» What is required: Repeat exactly, and only, the lines below starting at the line that contains "For every instance of the green" and ending at the line that contains "For every instance of the diamond", inclusive of both.

» Material provided:
|---|

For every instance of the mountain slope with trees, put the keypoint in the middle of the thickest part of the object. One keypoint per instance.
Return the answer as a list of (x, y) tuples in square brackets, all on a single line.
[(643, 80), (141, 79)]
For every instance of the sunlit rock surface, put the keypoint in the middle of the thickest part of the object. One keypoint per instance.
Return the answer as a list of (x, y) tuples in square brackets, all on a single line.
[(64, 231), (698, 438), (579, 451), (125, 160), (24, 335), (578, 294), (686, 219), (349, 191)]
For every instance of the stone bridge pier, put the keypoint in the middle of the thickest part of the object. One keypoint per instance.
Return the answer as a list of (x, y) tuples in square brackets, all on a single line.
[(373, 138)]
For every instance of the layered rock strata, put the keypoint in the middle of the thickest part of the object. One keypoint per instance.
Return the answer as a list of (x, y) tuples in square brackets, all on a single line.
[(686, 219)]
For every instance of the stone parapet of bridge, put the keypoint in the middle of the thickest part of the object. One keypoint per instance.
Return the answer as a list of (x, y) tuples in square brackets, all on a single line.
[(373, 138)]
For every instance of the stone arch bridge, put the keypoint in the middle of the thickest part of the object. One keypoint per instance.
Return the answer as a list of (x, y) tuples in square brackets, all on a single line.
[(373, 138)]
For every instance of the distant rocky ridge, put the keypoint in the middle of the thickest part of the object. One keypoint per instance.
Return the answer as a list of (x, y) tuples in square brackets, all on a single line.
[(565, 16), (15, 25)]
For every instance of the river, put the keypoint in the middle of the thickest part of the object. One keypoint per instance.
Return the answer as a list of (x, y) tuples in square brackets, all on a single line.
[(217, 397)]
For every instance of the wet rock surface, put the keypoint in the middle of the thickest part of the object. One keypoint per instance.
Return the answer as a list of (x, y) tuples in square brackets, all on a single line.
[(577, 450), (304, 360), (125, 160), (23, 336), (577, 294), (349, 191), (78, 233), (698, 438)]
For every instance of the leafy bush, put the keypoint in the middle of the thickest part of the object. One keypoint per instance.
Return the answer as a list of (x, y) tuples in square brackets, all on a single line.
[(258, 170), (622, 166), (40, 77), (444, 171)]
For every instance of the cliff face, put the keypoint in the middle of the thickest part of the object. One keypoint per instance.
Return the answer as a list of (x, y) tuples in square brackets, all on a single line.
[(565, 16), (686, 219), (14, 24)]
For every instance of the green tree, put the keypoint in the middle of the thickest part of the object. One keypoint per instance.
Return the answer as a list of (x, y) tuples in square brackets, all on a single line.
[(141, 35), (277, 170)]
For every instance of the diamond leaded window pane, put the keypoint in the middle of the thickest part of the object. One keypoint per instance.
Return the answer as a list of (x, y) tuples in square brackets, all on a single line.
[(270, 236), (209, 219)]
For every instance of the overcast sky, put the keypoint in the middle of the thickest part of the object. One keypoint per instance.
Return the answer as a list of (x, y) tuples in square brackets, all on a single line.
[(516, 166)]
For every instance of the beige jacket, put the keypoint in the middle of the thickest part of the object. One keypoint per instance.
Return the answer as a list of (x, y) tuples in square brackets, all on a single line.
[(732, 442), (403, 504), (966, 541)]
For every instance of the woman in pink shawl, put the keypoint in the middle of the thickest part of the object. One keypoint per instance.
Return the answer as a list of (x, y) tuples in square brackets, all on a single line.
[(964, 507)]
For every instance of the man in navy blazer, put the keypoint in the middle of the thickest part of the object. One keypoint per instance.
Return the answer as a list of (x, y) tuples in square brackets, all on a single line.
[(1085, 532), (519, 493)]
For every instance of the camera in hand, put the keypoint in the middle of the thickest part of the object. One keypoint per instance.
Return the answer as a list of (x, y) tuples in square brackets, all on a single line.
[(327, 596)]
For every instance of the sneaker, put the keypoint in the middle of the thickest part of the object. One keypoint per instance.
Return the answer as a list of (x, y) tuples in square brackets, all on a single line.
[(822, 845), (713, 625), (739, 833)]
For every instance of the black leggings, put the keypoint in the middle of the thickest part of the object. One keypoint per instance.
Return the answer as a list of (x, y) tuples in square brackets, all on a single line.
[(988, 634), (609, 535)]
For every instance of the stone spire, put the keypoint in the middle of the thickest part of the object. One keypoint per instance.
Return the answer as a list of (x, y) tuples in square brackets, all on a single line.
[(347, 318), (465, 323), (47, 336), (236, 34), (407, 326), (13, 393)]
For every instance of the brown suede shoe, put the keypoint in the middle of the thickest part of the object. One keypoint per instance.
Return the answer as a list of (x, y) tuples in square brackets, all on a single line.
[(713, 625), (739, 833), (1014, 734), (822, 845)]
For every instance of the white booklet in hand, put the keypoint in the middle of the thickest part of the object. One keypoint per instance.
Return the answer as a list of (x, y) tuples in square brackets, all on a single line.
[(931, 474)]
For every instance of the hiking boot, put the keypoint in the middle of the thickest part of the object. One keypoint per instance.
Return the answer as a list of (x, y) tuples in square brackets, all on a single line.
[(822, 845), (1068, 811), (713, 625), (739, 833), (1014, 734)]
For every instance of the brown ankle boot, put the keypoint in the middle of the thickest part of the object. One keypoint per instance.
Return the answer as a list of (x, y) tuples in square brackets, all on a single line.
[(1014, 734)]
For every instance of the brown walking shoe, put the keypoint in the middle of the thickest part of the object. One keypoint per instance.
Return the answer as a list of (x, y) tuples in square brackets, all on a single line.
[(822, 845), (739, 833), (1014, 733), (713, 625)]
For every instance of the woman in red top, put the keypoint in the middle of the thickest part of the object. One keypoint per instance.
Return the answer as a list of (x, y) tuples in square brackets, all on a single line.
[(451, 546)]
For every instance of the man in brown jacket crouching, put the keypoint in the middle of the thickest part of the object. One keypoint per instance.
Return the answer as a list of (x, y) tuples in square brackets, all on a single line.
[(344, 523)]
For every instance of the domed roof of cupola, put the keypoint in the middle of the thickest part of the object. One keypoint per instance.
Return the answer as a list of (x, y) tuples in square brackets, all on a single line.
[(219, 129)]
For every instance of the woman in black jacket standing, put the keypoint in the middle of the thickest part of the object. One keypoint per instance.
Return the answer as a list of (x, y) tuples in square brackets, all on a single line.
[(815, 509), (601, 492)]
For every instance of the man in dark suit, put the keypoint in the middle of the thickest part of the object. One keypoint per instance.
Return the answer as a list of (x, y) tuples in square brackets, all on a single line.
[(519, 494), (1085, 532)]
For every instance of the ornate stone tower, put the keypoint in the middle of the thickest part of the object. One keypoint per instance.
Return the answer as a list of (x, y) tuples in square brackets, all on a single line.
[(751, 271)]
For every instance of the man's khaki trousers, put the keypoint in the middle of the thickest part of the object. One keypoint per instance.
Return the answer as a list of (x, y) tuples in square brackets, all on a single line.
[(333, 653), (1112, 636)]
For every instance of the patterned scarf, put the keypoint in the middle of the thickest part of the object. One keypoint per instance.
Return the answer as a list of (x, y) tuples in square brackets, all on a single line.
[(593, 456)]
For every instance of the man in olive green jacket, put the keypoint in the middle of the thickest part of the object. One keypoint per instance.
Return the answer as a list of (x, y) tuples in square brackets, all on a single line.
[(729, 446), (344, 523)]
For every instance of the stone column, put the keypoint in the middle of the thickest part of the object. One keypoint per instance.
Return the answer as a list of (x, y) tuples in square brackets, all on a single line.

|---|

» Answer to this task:
For every instance of the green tree, put the keypoint in the middle of the thickest part of the object. One keypoint per instance.
Return the answer as a list of (x, y) tuples in square brackets, all on a single line.
[(141, 35), (277, 170)]
For every instance of the diamond leaded window pane, put the keypoint in the middle of the thickest part of the object. One keypoint per instance.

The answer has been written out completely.